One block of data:
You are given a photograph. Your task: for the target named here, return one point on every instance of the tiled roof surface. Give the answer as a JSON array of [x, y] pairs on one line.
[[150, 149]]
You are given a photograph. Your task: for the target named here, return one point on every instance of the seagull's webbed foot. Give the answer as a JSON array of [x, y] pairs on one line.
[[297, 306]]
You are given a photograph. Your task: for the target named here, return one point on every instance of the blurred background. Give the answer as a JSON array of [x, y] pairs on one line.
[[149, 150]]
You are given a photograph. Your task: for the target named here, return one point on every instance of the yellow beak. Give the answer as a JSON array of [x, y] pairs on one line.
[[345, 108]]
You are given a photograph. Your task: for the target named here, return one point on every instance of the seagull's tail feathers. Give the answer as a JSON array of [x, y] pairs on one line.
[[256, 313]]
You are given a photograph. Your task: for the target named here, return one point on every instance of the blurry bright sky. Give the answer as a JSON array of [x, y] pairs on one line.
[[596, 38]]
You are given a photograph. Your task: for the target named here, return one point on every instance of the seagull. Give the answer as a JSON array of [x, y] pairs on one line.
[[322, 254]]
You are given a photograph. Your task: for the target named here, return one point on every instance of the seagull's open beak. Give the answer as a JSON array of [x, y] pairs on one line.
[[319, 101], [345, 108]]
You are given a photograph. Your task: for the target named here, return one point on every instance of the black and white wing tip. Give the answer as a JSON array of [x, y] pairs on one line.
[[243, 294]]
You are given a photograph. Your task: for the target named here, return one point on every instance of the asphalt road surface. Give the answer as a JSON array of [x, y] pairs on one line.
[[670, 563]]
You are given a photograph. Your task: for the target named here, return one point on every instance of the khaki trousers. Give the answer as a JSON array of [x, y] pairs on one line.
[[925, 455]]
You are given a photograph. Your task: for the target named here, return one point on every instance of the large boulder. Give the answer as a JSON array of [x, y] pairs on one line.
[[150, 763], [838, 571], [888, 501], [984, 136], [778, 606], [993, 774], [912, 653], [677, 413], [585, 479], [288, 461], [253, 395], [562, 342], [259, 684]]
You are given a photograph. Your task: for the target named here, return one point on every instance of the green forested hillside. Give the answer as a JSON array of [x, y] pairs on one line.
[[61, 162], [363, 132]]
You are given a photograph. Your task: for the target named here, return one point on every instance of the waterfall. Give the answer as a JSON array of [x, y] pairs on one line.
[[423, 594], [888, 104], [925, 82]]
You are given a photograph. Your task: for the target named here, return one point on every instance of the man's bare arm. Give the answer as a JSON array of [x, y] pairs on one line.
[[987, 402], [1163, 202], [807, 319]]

### Given exercise
Return the material above word for word, keeping every line in its original order.

### Full output
You are given a photograph. Your task: for the target named here, return one point on every instance of the tiled roof surface. Give the answer as a JSON array of [x, y] pairs on one line.
[[150, 149]]
You are given a photograph. Your task: for the target named here, return one point on every instance of the seagull's webbed foot. Give the answer as a JSON array of [x, y] pairs on one line.
[[297, 306]]
You are given a photograph. Your task: for the target named here, return one point on every instance of the blurred background. Give the answer as a JSON array of [x, y] pairs on one line.
[[149, 150]]
You are given a photograph. Your task: for the target named here, return one point on every instance of the yellow beak. Give the answer as a JSON array of [x, y] pairs on one line.
[[345, 108]]
You are given a photograph. Your task: for the target named here, return one point on every instance of the seagull's tail feathers. Give the answer as a JSON array of [x, y] pairs on one line.
[[256, 313]]
You are given a photograph. Your task: for the target named here, return one point on every instance of the blurry bright sky. Give the answer as a JSON array of [x, y] pairs on one line.
[[596, 38]]
You are given a photograph. Your task: for the target named here, return one point on every instance of the seagull. Give the answer as a JSON array of [x, y] pairs on one line.
[[322, 254]]
You are given a photograph. Your task: for the target named here, return one point on every instance of the seagull's open beak. Give the answer as a JSON array of [x, y] pairs on one line.
[[319, 101], [345, 108]]
You are given a photograph. Your task: for the target named here, return one point on every instance of the black and white wing tip. Give the answer as a JSON array of [x, y] pairs on one line.
[[243, 294]]
You are given a photograph. Your task: for the target named here, return one point on every instance of the asphalt road surface. Give the answer as a JSON array of [x, y] pairs on one line.
[[670, 563]]
You are given a photograph. Your task: for the target named here, return one point on every instance of the khaki trousers. Give the answer as a JSON array of [x, y] pairs on one line.
[[925, 455]]
You are given a photograph. Your task: for the target named here, return one point on every instance of the large boulder. Give the answer as a JSON array of [x, y] pairs on one line.
[[150, 763], [838, 571], [888, 501], [984, 136], [778, 606], [993, 774], [912, 653], [677, 413], [585, 479], [288, 461], [253, 395], [562, 342], [259, 684]]
You are given a photograph. Your task: for the target named here, return one point on every instance of the green forested hillside. Give the answer as a JSON array of [x, y] pairs on one line.
[[61, 162], [363, 132]]
You are given a photograph. Your task: for the target named here, return one point on every instance of the waterfall. Give the answer as a JSON array of [x, y] pairs on one line.
[[423, 594], [888, 104], [925, 82]]
You are given a photograph. Your task: for the target named here, return one point on every instance of the man's bare arm. Give the answer as a JSON array of [x, y] pairs on one line.
[[987, 402], [1163, 202], [807, 319]]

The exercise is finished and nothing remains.